Alıştırma Görevleri.
a) Böbrekte su birikmesini anlatan metne göre şu soruları yanıtlayın:
(i) Böbreklerin salgıladığı hormonlar aracılığıyla neyin dengede tutulması sağlanır?
(ii) Böbreklerde idrar birikmesi hastalığı hangi diğer isimlerle de bilinir?
(iii) Hidronefroz, hangi yapının fonksiyonunu yapmaması sonucunda meydana gelir?
b) Böbrekte su birikmesini anlatan metni kaldığı yerden lütfen sürdürün.

Çıkarılan Metin.
■ ■ ■

{ "title": "Böbrekte Su Birikmesi", "image": "https://www.bobrek.gen.tr/images/bobrekte-su-birikmesi-9706.jpg", "date": "19.01.2024 19:37:12", "author": "Bekir İLBAĞI", "article": [ { "article": "
Böbrekte Su Birikmesi, Böbrekler vücutta oluşan zehirli maddelerin dışarı atılmasında filtre vazifesi görmekte olup vücuda yarar sağlamayan maddelerin dışarıya atılmasına imkân sağlamaktadır. Böbrekler zararlı olan maddeleri süzerek idrar yoluna karıştırır ve dışarıya atar. Böbrekler vücutta gerekli olan maddelerin dengede tutulmasına imkân sağlar ve vücutta suyun, mineralin, proteinin, glikozun dengede tutulmasıyla görevlidir. Böbreklerin salgılamış olduğu hormonlar vasıtasıyla tansiyonun dengede tutulması sağlanır. Böbrek şişmesi, böbreklerin normal olan büyüklüğüne göre anormal bir biçimde şişkinlik oluşturma, büyüme belirtisi göstermesi durumuna verilen isimdir. Böbrek şişmesi her yaştan olan bireylerde görülme olasılığı olmaktadır.

Böbrekte su birikmesi, şişmesi herhangi bir yaş gözetmeksizin sinsice ortaya çıkabilir. Böbrek şişmesi farklı sebeplere bağlı olarak gelişme gösterebilmektedir. Çoğunlukla böbreklerde idrarı toplayan sistemin işlevini yitirmesiyle böbreklerde şişkinlik meydana gelebilir. İdrar, üretildikten sonra depolandığı yerde idrar birikimi olduğu için böbrek dokusuna aşırı derecede baskı yapar ve bu yüzden şişkinlik ortaya çıkabilir, böbreklerin çalışmasında bozulmalar meydana gelir.

Böbreklerde idrar birikmesi hastalığı diğer bir ismi ile hidronefroz ve nefridoz olarak da bilinmektedir. Hidronefroz hastalığı idrarın börekten idrar torbasına aktarıldığı sırada aktif olarak görev yapan pelvisinin doğuştan ya da daha sonradan çeşitli nedenlerle fonksiyonunu yapmaması neticesinde meydana gelmektedir. Pelvisinin fonksiyonunu yerine getiremediği için böbreklerde idrar birikmesi rahatsızlığı oluşmaktadır.

■ ■ ■

Satırlar.

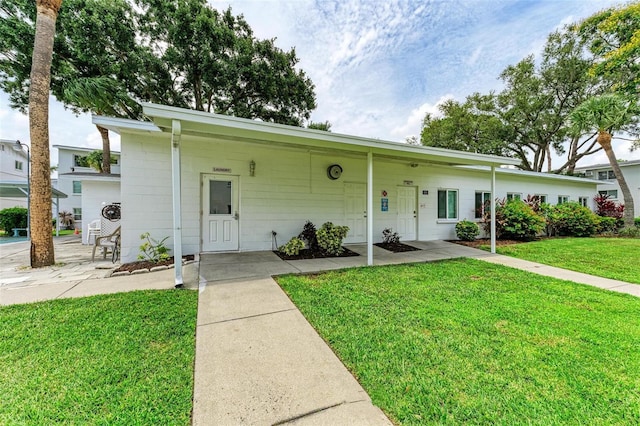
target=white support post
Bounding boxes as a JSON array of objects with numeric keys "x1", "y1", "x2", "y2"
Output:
[
  {"x1": 491, "y1": 166, "x2": 496, "y2": 253},
  {"x1": 171, "y1": 120, "x2": 184, "y2": 288},
  {"x1": 367, "y1": 151, "x2": 373, "y2": 266}
]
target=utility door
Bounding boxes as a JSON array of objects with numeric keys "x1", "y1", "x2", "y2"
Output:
[
  {"x1": 344, "y1": 182, "x2": 367, "y2": 243},
  {"x1": 202, "y1": 175, "x2": 240, "y2": 251},
  {"x1": 395, "y1": 186, "x2": 418, "y2": 241}
]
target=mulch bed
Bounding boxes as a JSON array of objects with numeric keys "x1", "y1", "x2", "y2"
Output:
[
  {"x1": 374, "y1": 243, "x2": 422, "y2": 253},
  {"x1": 113, "y1": 254, "x2": 195, "y2": 272},
  {"x1": 274, "y1": 247, "x2": 360, "y2": 260}
]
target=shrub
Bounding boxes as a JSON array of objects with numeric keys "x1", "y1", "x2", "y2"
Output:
[
  {"x1": 0, "y1": 207, "x2": 29, "y2": 233},
  {"x1": 496, "y1": 199, "x2": 546, "y2": 240},
  {"x1": 596, "y1": 215, "x2": 618, "y2": 234},
  {"x1": 547, "y1": 202, "x2": 596, "y2": 237},
  {"x1": 138, "y1": 232, "x2": 169, "y2": 263},
  {"x1": 618, "y1": 226, "x2": 640, "y2": 238},
  {"x1": 296, "y1": 220, "x2": 318, "y2": 254},
  {"x1": 316, "y1": 222, "x2": 349, "y2": 256},
  {"x1": 278, "y1": 236, "x2": 310, "y2": 256},
  {"x1": 382, "y1": 228, "x2": 400, "y2": 244},
  {"x1": 456, "y1": 219, "x2": 480, "y2": 241}
]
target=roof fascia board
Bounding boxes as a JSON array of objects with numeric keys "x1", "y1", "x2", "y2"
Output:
[
  {"x1": 142, "y1": 103, "x2": 520, "y2": 165},
  {"x1": 91, "y1": 115, "x2": 161, "y2": 134}
]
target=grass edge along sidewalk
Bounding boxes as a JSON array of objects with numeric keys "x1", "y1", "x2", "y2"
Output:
[
  {"x1": 483, "y1": 237, "x2": 640, "y2": 284},
  {"x1": 278, "y1": 259, "x2": 640, "y2": 424},
  {"x1": 0, "y1": 290, "x2": 198, "y2": 425}
]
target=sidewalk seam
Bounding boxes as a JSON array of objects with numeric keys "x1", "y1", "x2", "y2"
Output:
[{"x1": 198, "y1": 308, "x2": 296, "y2": 327}]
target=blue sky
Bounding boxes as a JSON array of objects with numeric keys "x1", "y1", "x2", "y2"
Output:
[{"x1": 0, "y1": 0, "x2": 640, "y2": 165}]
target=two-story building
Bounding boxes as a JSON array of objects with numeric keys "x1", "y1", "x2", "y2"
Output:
[
  {"x1": 575, "y1": 160, "x2": 640, "y2": 207},
  {"x1": 0, "y1": 139, "x2": 29, "y2": 210},
  {"x1": 53, "y1": 145, "x2": 120, "y2": 243}
]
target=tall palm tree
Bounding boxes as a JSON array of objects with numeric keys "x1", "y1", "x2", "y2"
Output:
[
  {"x1": 29, "y1": 0, "x2": 62, "y2": 268},
  {"x1": 64, "y1": 76, "x2": 140, "y2": 174},
  {"x1": 570, "y1": 94, "x2": 640, "y2": 226}
]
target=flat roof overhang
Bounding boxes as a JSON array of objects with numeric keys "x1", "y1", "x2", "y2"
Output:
[{"x1": 134, "y1": 103, "x2": 520, "y2": 167}]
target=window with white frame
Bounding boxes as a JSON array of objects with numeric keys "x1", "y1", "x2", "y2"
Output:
[
  {"x1": 598, "y1": 170, "x2": 616, "y2": 180},
  {"x1": 534, "y1": 194, "x2": 547, "y2": 203},
  {"x1": 438, "y1": 189, "x2": 458, "y2": 219},
  {"x1": 598, "y1": 189, "x2": 618, "y2": 200},
  {"x1": 475, "y1": 191, "x2": 491, "y2": 219}
]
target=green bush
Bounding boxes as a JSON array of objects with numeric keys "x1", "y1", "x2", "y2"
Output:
[
  {"x1": 496, "y1": 199, "x2": 546, "y2": 240},
  {"x1": 316, "y1": 222, "x2": 349, "y2": 256},
  {"x1": 547, "y1": 202, "x2": 599, "y2": 237},
  {"x1": 138, "y1": 232, "x2": 170, "y2": 263},
  {"x1": 618, "y1": 226, "x2": 640, "y2": 238},
  {"x1": 595, "y1": 215, "x2": 618, "y2": 234},
  {"x1": 0, "y1": 207, "x2": 29, "y2": 235},
  {"x1": 278, "y1": 237, "x2": 305, "y2": 256},
  {"x1": 456, "y1": 219, "x2": 480, "y2": 241}
]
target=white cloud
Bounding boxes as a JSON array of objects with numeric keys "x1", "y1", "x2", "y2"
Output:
[{"x1": 391, "y1": 94, "x2": 454, "y2": 140}]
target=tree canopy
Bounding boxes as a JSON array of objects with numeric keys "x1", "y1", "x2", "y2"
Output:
[
  {"x1": 421, "y1": 2, "x2": 640, "y2": 173},
  {"x1": 0, "y1": 0, "x2": 316, "y2": 125}
]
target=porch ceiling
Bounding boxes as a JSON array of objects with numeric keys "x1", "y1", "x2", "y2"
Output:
[{"x1": 142, "y1": 103, "x2": 520, "y2": 167}]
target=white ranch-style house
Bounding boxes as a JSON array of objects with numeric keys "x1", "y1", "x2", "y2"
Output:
[
  {"x1": 93, "y1": 103, "x2": 597, "y2": 285},
  {"x1": 574, "y1": 160, "x2": 640, "y2": 207}
]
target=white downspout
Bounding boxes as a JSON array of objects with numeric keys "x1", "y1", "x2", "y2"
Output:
[
  {"x1": 171, "y1": 120, "x2": 184, "y2": 288},
  {"x1": 367, "y1": 151, "x2": 373, "y2": 266},
  {"x1": 491, "y1": 166, "x2": 496, "y2": 253}
]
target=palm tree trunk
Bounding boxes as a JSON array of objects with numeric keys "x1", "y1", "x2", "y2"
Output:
[
  {"x1": 96, "y1": 126, "x2": 111, "y2": 174},
  {"x1": 29, "y1": 0, "x2": 62, "y2": 268},
  {"x1": 598, "y1": 131, "x2": 635, "y2": 227}
]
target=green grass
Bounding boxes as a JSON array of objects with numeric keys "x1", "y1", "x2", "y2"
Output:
[
  {"x1": 496, "y1": 238, "x2": 640, "y2": 284},
  {"x1": 0, "y1": 290, "x2": 198, "y2": 425},
  {"x1": 278, "y1": 259, "x2": 640, "y2": 425}
]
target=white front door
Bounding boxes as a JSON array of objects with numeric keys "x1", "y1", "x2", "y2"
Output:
[
  {"x1": 396, "y1": 186, "x2": 418, "y2": 241},
  {"x1": 202, "y1": 175, "x2": 240, "y2": 251},
  {"x1": 344, "y1": 182, "x2": 367, "y2": 243}
]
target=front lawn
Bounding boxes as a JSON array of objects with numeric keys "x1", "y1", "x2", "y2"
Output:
[
  {"x1": 496, "y1": 238, "x2": 640, "y2": 284},
  {"x1": 278, "y1": 259, "x2": 640, "y2": 425},
  {"x1": 0, "y1": 290, "x2": 198, "y2": 425}
]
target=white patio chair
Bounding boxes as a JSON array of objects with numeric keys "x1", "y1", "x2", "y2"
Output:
[
  {"x1": 91, "y1": 226, "x2": 120, "y2": 262},
  {"x1": 87, "y1": 219, "x2": 101, "y2": 244}
]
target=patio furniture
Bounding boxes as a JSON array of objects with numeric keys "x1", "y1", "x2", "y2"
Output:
[
  {"x1": 87, "y1": 219, "x2": 101, "y2": 244},
  {"x1": 91, "y1": 226, "x2": 120, "y2": 263}
]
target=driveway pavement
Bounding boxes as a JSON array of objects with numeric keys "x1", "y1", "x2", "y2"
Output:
[{"x1": 0, "y1": 236, "x2": 640, "y2": 425}]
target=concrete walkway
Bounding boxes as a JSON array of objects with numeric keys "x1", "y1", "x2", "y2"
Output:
[{"x1": 0, "y1": 236, "x2": 640, "y2": 425}]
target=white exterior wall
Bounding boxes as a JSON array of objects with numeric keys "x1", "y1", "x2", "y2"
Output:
[
  {"x1": 82, "y1": 180, "x2": 120, "y2": 244},
  {"x1": 54, "y1": 145, "x2": 120, "y2": 232},
  {"x1": 0, "y1": 140, "x2": 27, "y2": 210},
  {"x1": 121, "y1": 133, "x2": 596, "y2": 262}
]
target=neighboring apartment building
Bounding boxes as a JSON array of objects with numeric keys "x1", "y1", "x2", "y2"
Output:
[
  {"x1": 575, "y1": 160, "x2": 640, "y2": 208},
  {"x1": 0, "y1": 139, "x2": 28, "y2": 210},
  {"x1": 53, "y1": 145, "x2": 120, "y2": 239}
]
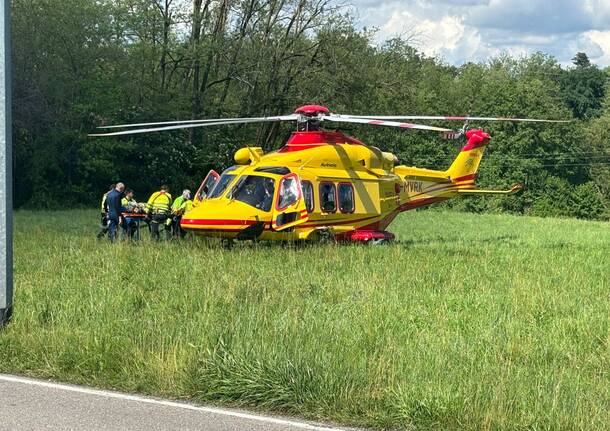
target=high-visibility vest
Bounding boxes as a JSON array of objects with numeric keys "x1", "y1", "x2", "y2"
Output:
[
  {"x1": 172, "y1": 196, "x2": 193, "y2": 213},
  {"x1": 146, "y1": 191, "x2": 172, "y2": 214},
  {"x1": 121, "y1": 198, "x2": 137, "y2": 211},
  {"x1": 102, "y1": 192, "x2": 110, "y2": 213}
]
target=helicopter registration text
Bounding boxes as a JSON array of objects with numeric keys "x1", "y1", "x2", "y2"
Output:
[{"x1": 405, "y1": 181, "x2": 423, "y2": 193}]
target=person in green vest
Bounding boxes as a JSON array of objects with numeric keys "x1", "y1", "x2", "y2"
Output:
[
  {"x1": 97, "y1": 184, "x2": 116, "y2": 239},
  {"x1": 146, "y1": 185, "x2": 172, "y2": 241},
  {"x1": 167, "y1": 189, "x2": 193, "y2": 238}
]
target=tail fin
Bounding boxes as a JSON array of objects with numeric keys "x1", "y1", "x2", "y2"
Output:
[{"x1": 446, "y1": 129, "x2": 491, "y2": 181}]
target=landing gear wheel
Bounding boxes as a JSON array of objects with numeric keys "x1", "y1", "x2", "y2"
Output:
[
  {"x1": 220, "y1": 238, "x2": 235, "y2": 250},
  {"x1": 316, "y1": 228, "x2": 335, "y2": 244}
]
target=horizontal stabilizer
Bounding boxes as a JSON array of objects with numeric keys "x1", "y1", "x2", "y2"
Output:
[{"x1": 457, "y1": 184, "x2": 523, "y2": 195}]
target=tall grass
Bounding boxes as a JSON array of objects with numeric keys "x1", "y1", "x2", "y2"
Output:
[{"x1": 0, "y1": 211, "x2": 610, "y2": 430}]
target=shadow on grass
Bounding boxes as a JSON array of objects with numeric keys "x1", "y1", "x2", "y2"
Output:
[{"x1": 393, "y1": 234, "x2": 518, "y2": 248}]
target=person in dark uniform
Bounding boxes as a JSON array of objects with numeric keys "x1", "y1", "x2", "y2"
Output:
[{"x1": 106, "y1": 183, "x2": 125, "y2": 242}]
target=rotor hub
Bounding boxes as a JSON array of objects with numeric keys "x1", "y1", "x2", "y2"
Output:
[{"x1": 294, "y1": 105, "x2": 330, "y2": 117}]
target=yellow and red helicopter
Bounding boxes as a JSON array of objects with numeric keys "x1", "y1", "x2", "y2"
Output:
[{"x1": 91, "y1": 105, "x2": 565, "y2": 243}]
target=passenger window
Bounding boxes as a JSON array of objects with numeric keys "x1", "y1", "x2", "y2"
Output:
[
  {"x1": 277, "y1": 174, "x2": 301, "y2": 211},
  {"x1": 301, "y1": 181, "x2": 313, "y2": 213},
  {"x1": 320, "y1": 183, "x2": 337, "y2": 213},
  {"x1": 339, "y1": 183, "x2": 354, "y2": 213}
]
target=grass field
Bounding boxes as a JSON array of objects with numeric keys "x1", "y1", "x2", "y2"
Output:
[{"x1": 0, "y1": 211, "x2": 610, "y2": 430}]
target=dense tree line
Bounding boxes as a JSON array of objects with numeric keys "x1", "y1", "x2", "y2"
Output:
[{"x1": 12, "y1": 0, "x2": 610, "y2": 218}]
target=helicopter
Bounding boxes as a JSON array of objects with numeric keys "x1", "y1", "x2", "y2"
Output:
[{"x1": 90, "y1": 105, "x2": 569, "y2": 244}]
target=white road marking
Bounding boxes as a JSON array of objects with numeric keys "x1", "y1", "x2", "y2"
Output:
[{"x1": 0, "y1": 374, "x2": 343, "y2": 431}]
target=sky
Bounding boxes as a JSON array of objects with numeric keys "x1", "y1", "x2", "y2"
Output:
[{"x1": 350, "y1": 0, "x2": 610, "y2": 67}]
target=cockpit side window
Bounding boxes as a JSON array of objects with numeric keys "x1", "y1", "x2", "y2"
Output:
[
  {"x1": 228, "y1": 175, "x2": 275, "y2": 212},
  {"x1": 301, "y1": 180, "x2": 314, "y2": 213},
  {"x1": 320, "y1": 182, "x2": 337, "y2": 213},
  {"x1": 277, "y1": 174, "x2": 301, "y2": 211}
]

■ ■ ■

Çözümlü Görevler.
a)
(i) Tansiyonun.
(ii) Hidronefroz ve nefridoz.
(iii) İdrarın idrar torbasına aktarıldığı sırada görev yapan pelvisin.

b)
Hidronefroz hastalığı sebeplerini temel olarak ikiye ayırabilir. Birincisi doğuştan olmasıdır. Anne karnındayken böbrek ve pelvis şekillenmesi sırasında ortaya çıkan çeşitli aksaklıklardan dolayı bu rahatsızlık meydana gelebilmektedir. İkincisi ise bu rahatsızlığın ilerleyen yaşam sürecinde böbreklerde ve idrar yollarında oluşan hasarlar neticesi meydana gelmesidir. En fazla da böbreklerde oluşan taş, prostat kanseri gibi idrar yolu rahatsızlıkları neticesinde oluşabilmektedir.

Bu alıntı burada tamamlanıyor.